## Source excerpt
⟨

Sunday, September 15, 2024

Hippity Hobbity Ho

Documentaries on a Modern Myth

With apologies to Joseph Campbell, myths are always being created.  You don’t have to go back to ancient India, Egypt, China, the Middle East, Rome, Greece, Gilgamesh or the Bible. If you are still doing that, you are missing a boat. This article is about the most popular literary myth of the Twentieth Century in ‘the west.’  It’s an equivalent to the Mediterranean Mare– a sea in the ‘middle of the land’ in Latin.  It is about the other middle, Middle Earth, the world created by J.R. Tolkien.  This world actually led J.R.R. Martin to creating Game of Thrones, an even more recent myth-making event.

Two somewhat odd documentaries shed light on the geography and mythical origins of the stories in The Hobbit and Lord of the Rings (LotR).  They are “The Real Middle Earth” (2003) and “Looking for the Hobbit” (2014), both on Amazon.  

PLACES

The Real Middle Earth identifies the Shire from the obvious – the various county ‘shires’ in the Midlands of England where Tolkien grew up, had family and lived - Oxfordshire, Warwickshire, Lancashire and the rest.  As a child Tolkien explored a rural area near Birmingham called Sarehole Mill, christening various hostile personages as ogres.  The huge rolling downs west of Oxford became Rohan, with White Horse Hill at the center.  Old Oxford itself, a city he taught in for 40 years, is theorized to be part of the model for the fortress city of Minas Tirith.  You could consider the "Eagle and Child" pub in Oxford as the real Prancing Pony.  The odd Anglo-Saxon names of towns and villages in this area inspired his naming of places like Bree in The Shire. 

Tolkien, as a too-young man in high-school, maintained that the ancient kingdom of Mercia located in this area should reject the Norman conquest of 1066, evidently preferring Anglo-Saxon settlers to Norman ones.  Saxons and Angles both migrated to Britain from Germany after the Roman’s left.  Their languages formed much of the basis of Old English and this was perhaps his attraction.

⟩

## Raw records

⟨

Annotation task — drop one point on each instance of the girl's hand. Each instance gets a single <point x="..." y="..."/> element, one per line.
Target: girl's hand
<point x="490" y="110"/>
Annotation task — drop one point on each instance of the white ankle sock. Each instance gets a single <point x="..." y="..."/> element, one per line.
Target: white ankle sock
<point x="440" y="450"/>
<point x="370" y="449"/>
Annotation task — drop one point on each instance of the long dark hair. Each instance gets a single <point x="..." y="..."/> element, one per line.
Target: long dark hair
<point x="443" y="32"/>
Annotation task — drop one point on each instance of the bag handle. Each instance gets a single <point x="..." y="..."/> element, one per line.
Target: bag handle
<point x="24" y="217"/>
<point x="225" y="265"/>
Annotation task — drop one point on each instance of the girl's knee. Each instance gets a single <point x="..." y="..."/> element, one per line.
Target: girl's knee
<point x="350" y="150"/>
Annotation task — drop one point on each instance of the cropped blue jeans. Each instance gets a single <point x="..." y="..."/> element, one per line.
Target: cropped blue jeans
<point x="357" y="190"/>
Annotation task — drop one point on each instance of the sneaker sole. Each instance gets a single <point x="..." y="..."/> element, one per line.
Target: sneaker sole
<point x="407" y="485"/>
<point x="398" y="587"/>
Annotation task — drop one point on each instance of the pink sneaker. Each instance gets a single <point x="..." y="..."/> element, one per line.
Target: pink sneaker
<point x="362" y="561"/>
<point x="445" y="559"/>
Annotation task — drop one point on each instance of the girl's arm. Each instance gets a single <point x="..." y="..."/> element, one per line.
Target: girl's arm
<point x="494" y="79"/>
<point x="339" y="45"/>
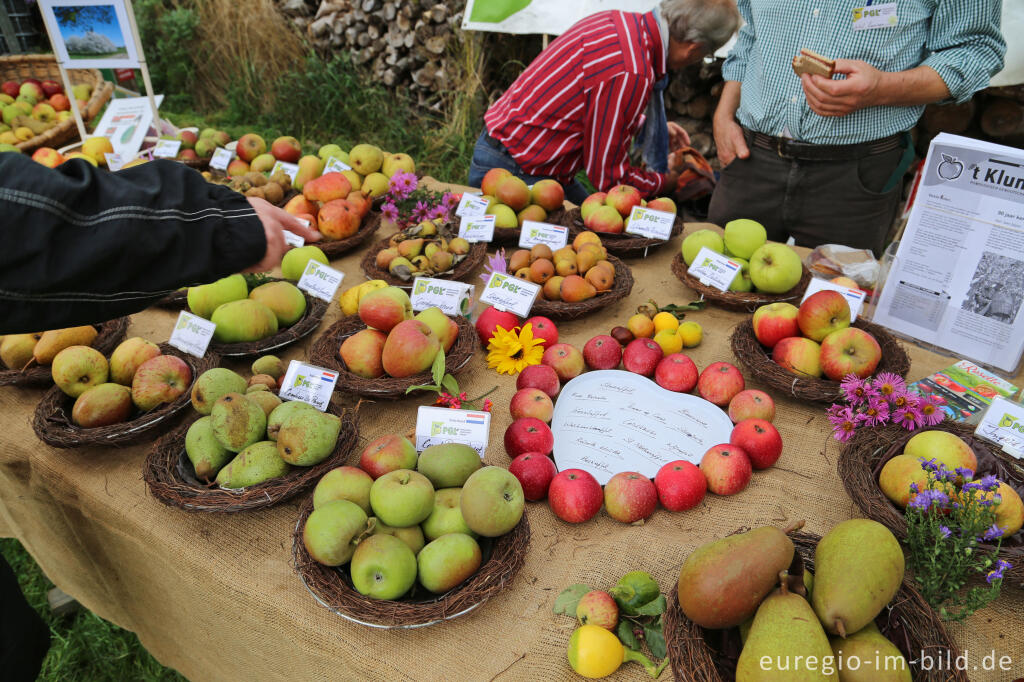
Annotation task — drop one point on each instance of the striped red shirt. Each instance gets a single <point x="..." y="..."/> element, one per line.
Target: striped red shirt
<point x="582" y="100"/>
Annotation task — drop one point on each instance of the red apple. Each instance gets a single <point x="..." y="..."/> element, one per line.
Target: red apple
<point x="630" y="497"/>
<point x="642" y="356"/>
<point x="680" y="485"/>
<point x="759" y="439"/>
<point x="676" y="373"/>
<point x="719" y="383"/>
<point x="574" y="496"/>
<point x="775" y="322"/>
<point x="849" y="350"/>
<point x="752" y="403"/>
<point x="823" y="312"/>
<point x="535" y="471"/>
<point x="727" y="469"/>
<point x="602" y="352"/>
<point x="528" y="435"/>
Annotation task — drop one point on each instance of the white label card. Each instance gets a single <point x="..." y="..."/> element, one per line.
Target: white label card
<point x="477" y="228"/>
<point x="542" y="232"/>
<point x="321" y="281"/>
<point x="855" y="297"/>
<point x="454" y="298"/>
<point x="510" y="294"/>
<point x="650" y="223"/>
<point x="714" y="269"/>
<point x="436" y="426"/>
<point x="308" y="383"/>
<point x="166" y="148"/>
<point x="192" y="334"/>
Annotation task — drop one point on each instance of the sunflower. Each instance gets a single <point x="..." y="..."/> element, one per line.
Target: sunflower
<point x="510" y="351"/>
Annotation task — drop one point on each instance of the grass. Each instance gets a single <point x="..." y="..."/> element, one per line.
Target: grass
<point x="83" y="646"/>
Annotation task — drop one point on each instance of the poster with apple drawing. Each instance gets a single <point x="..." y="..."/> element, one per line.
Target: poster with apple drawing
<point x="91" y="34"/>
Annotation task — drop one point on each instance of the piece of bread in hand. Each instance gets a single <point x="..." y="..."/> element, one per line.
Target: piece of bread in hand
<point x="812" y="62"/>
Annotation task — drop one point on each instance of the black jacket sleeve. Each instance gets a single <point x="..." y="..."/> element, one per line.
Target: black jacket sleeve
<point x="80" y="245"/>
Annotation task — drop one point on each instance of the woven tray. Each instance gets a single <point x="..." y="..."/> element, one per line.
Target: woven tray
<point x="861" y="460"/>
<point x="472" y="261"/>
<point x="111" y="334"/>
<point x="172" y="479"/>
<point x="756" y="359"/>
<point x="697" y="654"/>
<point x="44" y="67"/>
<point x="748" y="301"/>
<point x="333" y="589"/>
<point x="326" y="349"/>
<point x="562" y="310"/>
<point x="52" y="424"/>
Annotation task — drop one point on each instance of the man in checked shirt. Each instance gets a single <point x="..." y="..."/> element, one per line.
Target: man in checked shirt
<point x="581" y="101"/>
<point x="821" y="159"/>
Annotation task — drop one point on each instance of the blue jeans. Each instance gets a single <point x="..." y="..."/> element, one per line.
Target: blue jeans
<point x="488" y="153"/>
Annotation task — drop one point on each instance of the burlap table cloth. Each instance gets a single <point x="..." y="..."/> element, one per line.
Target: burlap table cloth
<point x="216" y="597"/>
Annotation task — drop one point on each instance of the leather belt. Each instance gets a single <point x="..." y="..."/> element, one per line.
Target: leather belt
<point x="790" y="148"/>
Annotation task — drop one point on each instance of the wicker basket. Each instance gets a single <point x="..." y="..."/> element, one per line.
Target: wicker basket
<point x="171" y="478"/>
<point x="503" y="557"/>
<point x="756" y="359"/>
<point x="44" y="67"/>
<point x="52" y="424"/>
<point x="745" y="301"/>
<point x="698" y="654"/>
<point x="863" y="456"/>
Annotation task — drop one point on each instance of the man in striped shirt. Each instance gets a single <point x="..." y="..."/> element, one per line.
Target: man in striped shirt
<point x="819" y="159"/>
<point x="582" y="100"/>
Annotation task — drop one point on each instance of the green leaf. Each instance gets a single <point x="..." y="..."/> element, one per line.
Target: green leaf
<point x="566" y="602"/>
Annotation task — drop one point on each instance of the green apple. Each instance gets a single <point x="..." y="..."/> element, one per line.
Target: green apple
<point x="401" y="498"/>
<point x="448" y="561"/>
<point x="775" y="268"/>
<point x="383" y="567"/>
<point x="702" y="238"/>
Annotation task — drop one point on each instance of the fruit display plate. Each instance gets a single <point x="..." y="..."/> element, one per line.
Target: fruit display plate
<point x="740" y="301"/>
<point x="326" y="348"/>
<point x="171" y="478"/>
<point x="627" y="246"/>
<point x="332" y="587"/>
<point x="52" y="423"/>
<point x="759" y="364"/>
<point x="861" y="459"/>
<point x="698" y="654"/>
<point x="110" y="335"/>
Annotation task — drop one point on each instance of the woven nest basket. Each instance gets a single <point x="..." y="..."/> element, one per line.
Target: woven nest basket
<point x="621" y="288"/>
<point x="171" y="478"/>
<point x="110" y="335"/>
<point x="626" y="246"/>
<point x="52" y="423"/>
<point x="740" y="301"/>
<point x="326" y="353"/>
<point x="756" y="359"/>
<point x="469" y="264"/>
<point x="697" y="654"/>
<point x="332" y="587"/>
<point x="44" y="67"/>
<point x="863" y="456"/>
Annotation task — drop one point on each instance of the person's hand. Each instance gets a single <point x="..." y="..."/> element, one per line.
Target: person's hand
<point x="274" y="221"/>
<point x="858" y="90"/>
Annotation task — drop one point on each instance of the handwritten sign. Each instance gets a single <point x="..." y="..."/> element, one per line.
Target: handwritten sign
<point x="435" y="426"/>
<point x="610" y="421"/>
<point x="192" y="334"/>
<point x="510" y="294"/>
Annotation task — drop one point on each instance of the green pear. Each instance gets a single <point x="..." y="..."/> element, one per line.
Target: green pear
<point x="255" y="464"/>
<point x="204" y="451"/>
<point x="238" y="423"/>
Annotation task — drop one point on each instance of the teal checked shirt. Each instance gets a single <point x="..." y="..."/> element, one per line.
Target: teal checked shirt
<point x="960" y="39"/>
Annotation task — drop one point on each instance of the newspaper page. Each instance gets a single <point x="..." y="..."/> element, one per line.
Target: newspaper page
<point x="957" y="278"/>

⟩

## Problems to solve
1. Reproduce the passage of the Middle Earth article from "Documentaries on a" to "recent myth-making event.".
2. According to the Middle Earth article, for how many years did Tolkien teach in Oxford?
3. Using the Middle Earth article, explain why Tolkien, as a high-school student, maintained that Mercia should reject the Norman conquest.

## Answers to the problems
1.
Documentaries on a Modern Myth

With apologies to Joseph Campbell, myths are always being created.  You don’t have to go back to ancient India, Egypt, China, the Middle East, Rome, Greece, Gilgamesh or the Bible. If you are still doing that, you are missing a boat. This article is about the most popular literary myth of the Twentieth Century in ‘the west.’  It’s an equivalent to the Mediterranean Mare– a sea in the ‘middle of the land’ in Latin.  It is about the other middle, Middle Earth, the world created by J.R. Tolkien.  This world actually led J.R.R. Martin to creating Game of Thrones, an even more recent myth-making event.

2. 40 years.

3. He evidently preferred Anglo-Saxon settlers to Norman ones. The Saxons and Angles migrated to Britain from Germany after the Romans left, and their languages formed much of the basis of Old English, which was perhaps his attraction.